(Boundary annotation records)

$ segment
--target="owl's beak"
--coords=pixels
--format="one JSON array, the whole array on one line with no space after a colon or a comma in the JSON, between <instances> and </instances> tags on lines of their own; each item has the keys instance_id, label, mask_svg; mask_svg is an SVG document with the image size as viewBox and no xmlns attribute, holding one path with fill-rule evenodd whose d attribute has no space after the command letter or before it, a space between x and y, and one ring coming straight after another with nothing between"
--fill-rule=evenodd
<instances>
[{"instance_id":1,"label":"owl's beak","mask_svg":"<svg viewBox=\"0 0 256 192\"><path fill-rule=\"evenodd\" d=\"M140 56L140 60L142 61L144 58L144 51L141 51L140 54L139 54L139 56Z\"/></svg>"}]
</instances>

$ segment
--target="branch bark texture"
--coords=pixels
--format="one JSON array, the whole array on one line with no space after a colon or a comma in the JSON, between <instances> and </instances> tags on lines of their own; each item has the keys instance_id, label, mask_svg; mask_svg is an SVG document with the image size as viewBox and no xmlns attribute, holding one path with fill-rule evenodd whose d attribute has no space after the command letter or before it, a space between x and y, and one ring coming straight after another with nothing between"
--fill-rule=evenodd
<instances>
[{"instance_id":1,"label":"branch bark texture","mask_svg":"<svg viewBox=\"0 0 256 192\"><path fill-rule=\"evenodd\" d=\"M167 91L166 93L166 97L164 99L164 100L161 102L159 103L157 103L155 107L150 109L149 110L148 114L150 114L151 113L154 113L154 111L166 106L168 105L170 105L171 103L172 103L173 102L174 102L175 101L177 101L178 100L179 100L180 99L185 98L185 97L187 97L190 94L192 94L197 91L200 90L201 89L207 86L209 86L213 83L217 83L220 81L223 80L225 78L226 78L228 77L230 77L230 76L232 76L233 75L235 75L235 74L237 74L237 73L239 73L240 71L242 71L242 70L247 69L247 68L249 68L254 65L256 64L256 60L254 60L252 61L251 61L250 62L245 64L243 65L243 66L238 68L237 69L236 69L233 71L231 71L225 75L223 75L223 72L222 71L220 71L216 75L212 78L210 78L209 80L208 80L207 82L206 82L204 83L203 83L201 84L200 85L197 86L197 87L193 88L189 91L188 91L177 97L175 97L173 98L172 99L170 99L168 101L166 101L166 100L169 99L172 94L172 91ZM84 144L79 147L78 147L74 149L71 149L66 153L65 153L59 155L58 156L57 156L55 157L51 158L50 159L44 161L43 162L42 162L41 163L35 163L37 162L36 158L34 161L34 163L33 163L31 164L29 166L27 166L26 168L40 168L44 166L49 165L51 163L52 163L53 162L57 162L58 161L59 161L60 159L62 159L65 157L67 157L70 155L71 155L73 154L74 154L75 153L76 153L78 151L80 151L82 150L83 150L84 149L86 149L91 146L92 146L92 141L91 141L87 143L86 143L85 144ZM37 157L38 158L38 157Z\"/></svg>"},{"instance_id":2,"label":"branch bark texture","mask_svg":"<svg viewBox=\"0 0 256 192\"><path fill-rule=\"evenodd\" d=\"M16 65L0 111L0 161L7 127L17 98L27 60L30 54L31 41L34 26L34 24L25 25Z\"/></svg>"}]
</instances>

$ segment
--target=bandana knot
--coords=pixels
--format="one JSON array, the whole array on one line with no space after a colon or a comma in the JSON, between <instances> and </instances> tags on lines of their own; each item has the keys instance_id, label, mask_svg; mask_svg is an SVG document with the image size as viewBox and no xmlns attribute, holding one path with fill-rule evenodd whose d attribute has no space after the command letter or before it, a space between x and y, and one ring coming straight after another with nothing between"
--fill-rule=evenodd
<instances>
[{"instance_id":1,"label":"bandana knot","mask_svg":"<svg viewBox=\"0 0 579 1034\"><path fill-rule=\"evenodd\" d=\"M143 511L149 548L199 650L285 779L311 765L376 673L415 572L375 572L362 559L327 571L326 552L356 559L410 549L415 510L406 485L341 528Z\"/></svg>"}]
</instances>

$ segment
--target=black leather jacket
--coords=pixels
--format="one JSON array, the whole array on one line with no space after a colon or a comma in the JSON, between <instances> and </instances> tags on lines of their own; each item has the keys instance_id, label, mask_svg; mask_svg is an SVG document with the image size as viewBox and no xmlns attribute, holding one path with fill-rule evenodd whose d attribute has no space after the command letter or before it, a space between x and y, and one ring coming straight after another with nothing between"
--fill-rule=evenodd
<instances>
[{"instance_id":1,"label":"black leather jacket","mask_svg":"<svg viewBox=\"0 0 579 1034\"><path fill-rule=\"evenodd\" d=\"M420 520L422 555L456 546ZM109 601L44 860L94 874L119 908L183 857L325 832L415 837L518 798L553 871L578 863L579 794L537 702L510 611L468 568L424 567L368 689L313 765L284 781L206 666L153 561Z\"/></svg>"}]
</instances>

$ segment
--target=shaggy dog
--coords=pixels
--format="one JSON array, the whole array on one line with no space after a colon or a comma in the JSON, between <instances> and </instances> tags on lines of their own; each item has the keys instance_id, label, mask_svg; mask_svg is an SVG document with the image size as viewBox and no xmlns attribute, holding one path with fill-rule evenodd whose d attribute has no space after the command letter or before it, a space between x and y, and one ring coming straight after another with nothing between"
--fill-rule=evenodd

**Task objective**
Produce an exact copy of the whole listing.

**Final answer**
$ segment
--target="owl's beak"
--coords=pixels
--format="one JSON array, the whole array on one line with no space after a colon or a comma in the JSON, between <instances> and </instances> tags on lines of their own; each item has the keys instance_id, label, mask_svg; mask_svg is an SVG document with the image size as viewBox and no xmlns attribute, holding one path with fill-rule evenodd whose d attribute has no space after the command letter or before it, a space between x and y, and one ring coming straight after another with nothing between"
--fill-rule=evenodd
<instances>
[{"instance_id":1,"label":"owl's beak","mask_svg":"<svg viewBox=\"0 0 256 192\"><path fill-rule=\"evenodd\" d=\"M140 56L140 60L142 61L144 58L144 51L141 51L140 54L139 54L139 56Z\"/></svg>"}]
</instances>

$ segment
--target="branch bark texture"
--coords=pixels
--format="one JSON array, the whole array on one line with no space after a colon or a comma in the JSON, between <instances> and </instances> tags on lines of their own; each item has the keys instance_id, label, mask_svg; mask_svg is an SVG document with the image size as viewBox and no xmlns attribute, holding one path with fill-rule evenodd whose d attribute has no space after the command letter or before it, a space between x and y, and one ring coming straight after another with nothing between"
--fill-rule=evenodd
<instances>
[{"instance_id":1,"label":"branch bark texture","mask_svg":"<svg viewBox=\"0 0 256 192\"><path fill-rule=\"evenodd\" d=\"M167 91L166 93L166 97L164 99L164 100L161 102L159 103L157 103L155 107L150 109L149 110L148 114L150 114L151 113L154 113L154 111L166 106L168 105L170 105L171 103L172 103L173 102L174 102L175 101L177 101L178 100L179 100L180 99L185 98L185 97L187 97L190 94L192 94L197 91L200 90L201 89L207 86L209 86L213 83L217 83L220 81L223 80L225 78L226 78L228 77L230 77L230 76L232 76L233 75L235 75L235 74L237 74L237 73L239 73L240 71L242 71L242 70L247 69L247 68L249 68L254 65L256 64L256 60L254 60L252 61L251 61L250 62L245 64L243 65L243 66L238 68L237 69L236 69L233 71L231 71L225 75L223 75L223 72L222 71L220 71L216 75L212 78L210 78L209 80L208 80L207 82L206 82L204 83L203 83L201 84L200 85L197 86L197 87L193 88L189 91L188 91L177 97L175 97L173 98L172 99L170 99L168 101L166 101L166 100L169 99L172 94L172 91ZM84 144L79 147L78 147L74 149L71 149L66 153L65 153L59 155L58 156L57 156L55 157L51 158L50 159L44 161L43 162L42 162L41 163L35 163L37 162L36 158L34 161L34 163L33 163L31 164L29 166L27 166L26 168L40 168L44 166L49 165L51 163L52 163L53 162L57 162L58 161L59 161L60 159L62 159L65 157L67 157L70 155L71 155L73 154L74 154L75 153L76 153L78 151L80 151L82 150L83 150L84 149L86 149L91 146L92 146L92 141L91 141L87 143L86 143L85 144ZM37 157L38 158L38 157Z\"/></svg>"},{"instance_id":2,"label":"branch bark texture","mask_svg":"<svg viewBox=\"0 0 256 192\"><path fill-rule=\"evenodd\" d=\"M16 65L0 111L0 161L7 127L17 98L27 60L30 54L31 41L34 26L34 24L25 25Z\"/></svg>"}]
</instances>

$ segment
--target=bandana knot
--coords=pixels
--format="one JSON array, the whole array on one line with no space after a colon or a comma in the JSON, between <instances> and </instances> tags on lines of their own; each item has the keys instance_id, label, mask_svg; mask_svg is an SVG document with the image size as viewBox and no xmlns attribute, holding one path with fill-rule evenodd whose d attribute has no space after the command letter or before it, a space between x and y, and one ring coming straight after another with nothing between"
--fill-rule=evenodd
<instances>
[{"instance_id":1,"label":"bandana knot","mask_svg":"<svg viewBox=\"0 0 579 1034\"><path fill-rule=\"evenodd\" d=\"M143 511L149 548L199 650L285 779L311 765L376 673L415 572L375 572L362 559L327 571L326 552L356 559L410 549L415 510L406 485L341 528Z\"/></svg>"}]
</instances>

$ segment
--target=black leather jacket
--coords=pixels
--format="one JSON array, the whole array on one line with no space after a colon or a comma in the JSON, between <instances> and </instances> tags on lines of their own; each item has the keys instance_id, label, mask_svg; mask_svg is an SVG document with the image size as viewBox and no xmlns attribute, holding one path with fill-rule evenodd whose d attribute has no space after the command letter or before it, a space between x and y, and one ring coming straight after another with nothing between"
--fill-rule=evenodd
<instances>
[{"instance_id":1,"label":"black leather jacket","mask_svg":"<svg viewBox=\"0 0 579 1034\"><path fill-rule=\"evenodd\" d=\"M420 520L422 555L456 546ZM109 601L44 860L94 874L119 908L183 857L325 832L415 837L518 798L553 871L578 863L579 794L537 702L510 611L468 568L424 567L368 689L313 765L284 781L206 666L153 561Z\"/></svg>"}]
</instances>

$ segment
--target=shaggy dog
--coords=pixels
--format="one JSON array, the whole array on one line with no space after a colon or a comma in the JSON, between <instances> and </instances> tags on lines of their own; each item has the keys instance_id, label, mask_svg; mask_svg is an SVG document with the image size as viewBox and no xmlns attribute, holding one path with fill-rule evenodd whose d attribute has no space after the command letter or before it, a space between x and y, and one ring coming straight after another with nothing between"
--fill-rule=evenodd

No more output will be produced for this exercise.